Reading text:
★ ★ ★

Delta State Governor and Vice-Presidential Candidate of the Peoples Democratic Party (PDP), Ifeanyi Okowa, weekend, said that poor management of the nation’s economy by the ruling All Progressives Congress (APC) caused the rising hunger and poverty in the country.

He stated this at an empowerment programme for the people of Ika Federal Constituency at Boji-Boji Owa, Ika North Council by the member representing the constituency at the House of Representatives, Mr. Victor Nwokolo.

The governor, who commended Nwokolo for his gesture, described the event as “empowerment programme with a difference. He said Nigeria was troubled because people were hungry and out of job due to mismanagement of the nation’s economy.

He added that even students were having lots of challenges because their parents could not meet their needs owing to the level of poverty resulting from ineptitude of the APC-led Federal Government.

He, therefore, urged Nigerians to support the PDP, saying it was the only party with clear understanding of the nation’s challenges and had clear solution to rescue the nation.

Earlier, Nwokolo said his motive for the empowerment was to restore hope to the hopeless amid rising hunger and poverty in the land.

MEANWHILE, Okowa, also at the different forum, said the huge investment being made by his administration in the health sector was to improve healthcare delivery and reduce medical tourism in the country.

★ ★ ★

Supplied information:
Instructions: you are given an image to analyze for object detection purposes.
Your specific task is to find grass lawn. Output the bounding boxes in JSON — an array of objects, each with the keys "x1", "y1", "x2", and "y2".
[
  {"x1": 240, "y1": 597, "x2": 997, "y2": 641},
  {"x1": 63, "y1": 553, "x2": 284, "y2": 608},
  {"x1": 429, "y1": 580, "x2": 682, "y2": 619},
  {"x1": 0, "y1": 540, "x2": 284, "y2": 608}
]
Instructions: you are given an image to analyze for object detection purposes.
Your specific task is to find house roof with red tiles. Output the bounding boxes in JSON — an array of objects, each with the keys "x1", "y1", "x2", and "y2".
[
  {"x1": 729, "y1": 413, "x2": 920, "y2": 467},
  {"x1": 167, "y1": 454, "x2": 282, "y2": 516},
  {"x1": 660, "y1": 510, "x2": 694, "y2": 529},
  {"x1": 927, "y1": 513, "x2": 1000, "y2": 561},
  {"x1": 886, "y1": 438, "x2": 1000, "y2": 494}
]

★ ★ ★

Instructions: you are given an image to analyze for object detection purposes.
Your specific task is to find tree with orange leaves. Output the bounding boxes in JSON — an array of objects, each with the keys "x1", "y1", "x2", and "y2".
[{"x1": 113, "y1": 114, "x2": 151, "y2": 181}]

★ ★ ★

Work instructions:
1. Based on the news report on Okowa's remarks, decide whether each statement agrees with it: (a) Okowa spoke at an empowerment programme held at Boji-Boji Owa; (b) Victor Nwokolo represents Ika Federal Constituency in the Senate; (c) Okowa said his administration's health spending was meant partly to reduce medical tourism. For each, answer yes or no and quote the deciding words of the report.
2. Translate this sentence from the news report on Okowa's remarks into Spanish: "Earlier, Nwokolo said his motive for the empowerment was to restore hope to the hopeless amid rising hunger and poverty in the land."
3. Copy out the part of the news report on Okowa's remarks between "Earlier, Nwokolo said" and "tourism in the country.", inclusive.

Responses in order:
1.
(a) Yes: "He stated this at an empowerment programme for the people of Ika Federal Constituency at Boji-Boji Owa"
(b) No: "the member representing the constituency at the House of Representatives, Mr. Victor Nwokolo"
(c) Yes: "to improve healthcare delivery and reduce medical tourism in the country"

2. Anteriormente, Nwokolo dijo que el motivo de su programa de empoderamiento era devolver la esperanza a los desesperanzados en medio del hambre y la pobreza crecientes en el país.

3.
Earlier, Nwokolo said his motive for the empowerment was to restore hope to the hopeless amid rising hunger and poverty in the land.

MEANWHILE, Okowa, also at the different forum, said the huge investment being made by his administration in the health sector was to improve healthcare delivery and reduce medical tourism in the country.